*Your goal*:
Working from the entries that follow, transcribe exactly and only the lines from the one with "Phrase -- roof eave" through the last, pictures excluded.

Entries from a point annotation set

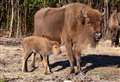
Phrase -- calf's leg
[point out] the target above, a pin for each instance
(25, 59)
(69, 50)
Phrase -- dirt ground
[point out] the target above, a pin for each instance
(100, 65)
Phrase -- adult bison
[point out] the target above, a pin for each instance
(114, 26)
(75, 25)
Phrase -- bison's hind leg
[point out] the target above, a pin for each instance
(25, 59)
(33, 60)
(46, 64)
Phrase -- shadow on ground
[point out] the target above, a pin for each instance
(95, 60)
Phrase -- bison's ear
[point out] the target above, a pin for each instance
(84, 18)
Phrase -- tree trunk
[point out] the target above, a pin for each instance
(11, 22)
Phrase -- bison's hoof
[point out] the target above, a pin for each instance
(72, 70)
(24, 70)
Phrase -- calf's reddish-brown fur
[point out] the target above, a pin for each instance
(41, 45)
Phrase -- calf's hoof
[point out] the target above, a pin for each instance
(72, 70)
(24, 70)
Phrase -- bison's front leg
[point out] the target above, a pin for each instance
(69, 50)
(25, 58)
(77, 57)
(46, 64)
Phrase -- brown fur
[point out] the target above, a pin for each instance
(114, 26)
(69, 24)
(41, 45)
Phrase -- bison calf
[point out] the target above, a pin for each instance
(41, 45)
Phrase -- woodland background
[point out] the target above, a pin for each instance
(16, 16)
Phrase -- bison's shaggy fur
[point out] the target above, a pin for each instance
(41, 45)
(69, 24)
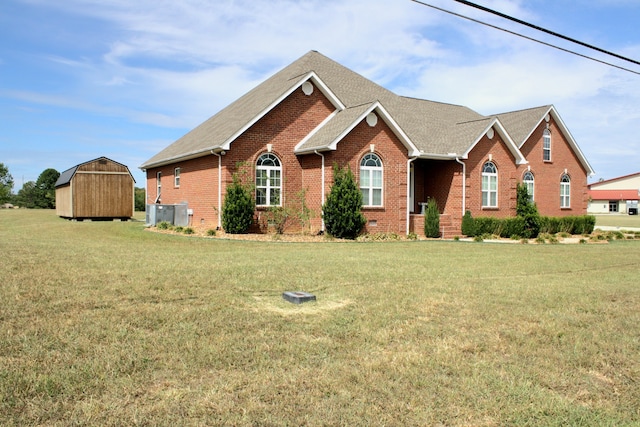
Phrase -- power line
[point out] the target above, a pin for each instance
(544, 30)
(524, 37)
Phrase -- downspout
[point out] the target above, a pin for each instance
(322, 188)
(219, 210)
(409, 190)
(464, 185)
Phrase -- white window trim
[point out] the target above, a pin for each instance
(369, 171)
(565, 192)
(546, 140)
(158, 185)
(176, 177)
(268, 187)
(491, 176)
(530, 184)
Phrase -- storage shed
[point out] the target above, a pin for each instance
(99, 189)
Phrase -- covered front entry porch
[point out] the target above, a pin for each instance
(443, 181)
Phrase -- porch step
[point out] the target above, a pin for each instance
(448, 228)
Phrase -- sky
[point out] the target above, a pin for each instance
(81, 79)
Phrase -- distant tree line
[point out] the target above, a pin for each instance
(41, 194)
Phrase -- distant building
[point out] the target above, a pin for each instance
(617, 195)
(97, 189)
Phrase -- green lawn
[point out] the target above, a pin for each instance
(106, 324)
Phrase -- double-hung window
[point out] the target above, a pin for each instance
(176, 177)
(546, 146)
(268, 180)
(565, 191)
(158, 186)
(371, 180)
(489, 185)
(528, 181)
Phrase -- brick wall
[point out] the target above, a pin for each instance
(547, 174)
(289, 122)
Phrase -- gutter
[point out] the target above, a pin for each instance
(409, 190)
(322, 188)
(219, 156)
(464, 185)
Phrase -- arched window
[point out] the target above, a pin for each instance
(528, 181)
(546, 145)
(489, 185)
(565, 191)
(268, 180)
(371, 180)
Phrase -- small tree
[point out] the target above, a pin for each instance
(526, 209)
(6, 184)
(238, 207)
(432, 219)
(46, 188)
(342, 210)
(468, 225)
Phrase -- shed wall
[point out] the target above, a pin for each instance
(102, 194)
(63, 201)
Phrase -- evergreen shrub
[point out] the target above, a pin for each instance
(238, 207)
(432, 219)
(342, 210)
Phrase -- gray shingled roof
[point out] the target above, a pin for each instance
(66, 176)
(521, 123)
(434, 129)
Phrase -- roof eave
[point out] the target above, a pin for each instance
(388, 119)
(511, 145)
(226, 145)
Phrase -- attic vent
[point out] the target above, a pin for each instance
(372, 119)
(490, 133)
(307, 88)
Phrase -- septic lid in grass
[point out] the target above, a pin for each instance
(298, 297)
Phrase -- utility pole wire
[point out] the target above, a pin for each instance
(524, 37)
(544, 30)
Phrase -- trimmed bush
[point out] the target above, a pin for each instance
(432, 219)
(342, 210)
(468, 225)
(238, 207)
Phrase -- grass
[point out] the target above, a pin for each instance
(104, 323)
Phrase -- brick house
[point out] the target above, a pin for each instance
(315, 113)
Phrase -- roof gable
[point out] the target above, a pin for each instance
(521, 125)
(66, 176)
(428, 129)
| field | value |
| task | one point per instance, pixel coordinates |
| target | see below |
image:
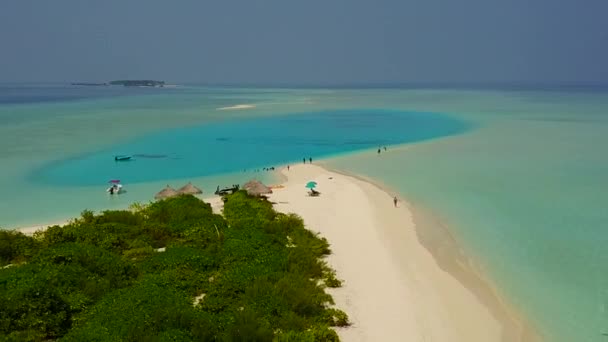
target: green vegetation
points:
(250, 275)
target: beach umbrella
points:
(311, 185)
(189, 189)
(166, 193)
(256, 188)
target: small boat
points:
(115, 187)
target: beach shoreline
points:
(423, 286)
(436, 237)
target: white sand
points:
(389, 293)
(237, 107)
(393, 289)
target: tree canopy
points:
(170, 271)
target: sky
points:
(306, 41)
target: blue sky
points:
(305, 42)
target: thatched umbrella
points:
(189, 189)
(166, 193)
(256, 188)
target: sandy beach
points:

*The output*:
Phrase -- roof eave
[point out] the target above, a pin for each instance
(388, 119)
(511, 145)
(226, 145)
Phrase -- attic vent
[point out] the target above, a pin for each instance
(372, 119)
(490, 133)
(307, 88)
Phrase -- septic lid in grass
[point out] the target above, a pin for each instance
(298, 297)
Phrase -- utility pole wire
[point out] the target above, a pin for each instance
(524, 37)
(544, 30)
Phrase -- trimmed bush
[point out] the target above, a pin for each instance
(432, 219)
(342, 210)
(468, 225)
(238, 207)
Phrase -- grass
[point out] the target above, a pin for each instance
(104, 323)
Phrase -- brick house
[point out] the target above, a pin for each instance
(315, 113)
Phrase -- roof gable
[point out] the target above, a pin for each instance
(521, 125)
(66, 176)
(428, 129)
| field | value |
| task | one point per instance, pixel coordinates |
| target | see below |
image:
target: green vegetation
points:
(250, 275)
target: beach umbrella
points:
(311, 185)
(189, 189)
(166, 193)
(256, 188)
target: small boat
points:
(115, 187)
target: beach shoreline
points:
(423, 286)
(436, 237)
target: white sand
points:
(389, 293)
(237, 107)
(393, 289)
target: tree canopy
points:
(170, 271)
target: sky
points:
(306, 41)
target: blue sky
points:
(305, 42)
target: thatched umbrella
points:
(189, 189)
(166, 193)
(256, 188)
target: sandy beach
points:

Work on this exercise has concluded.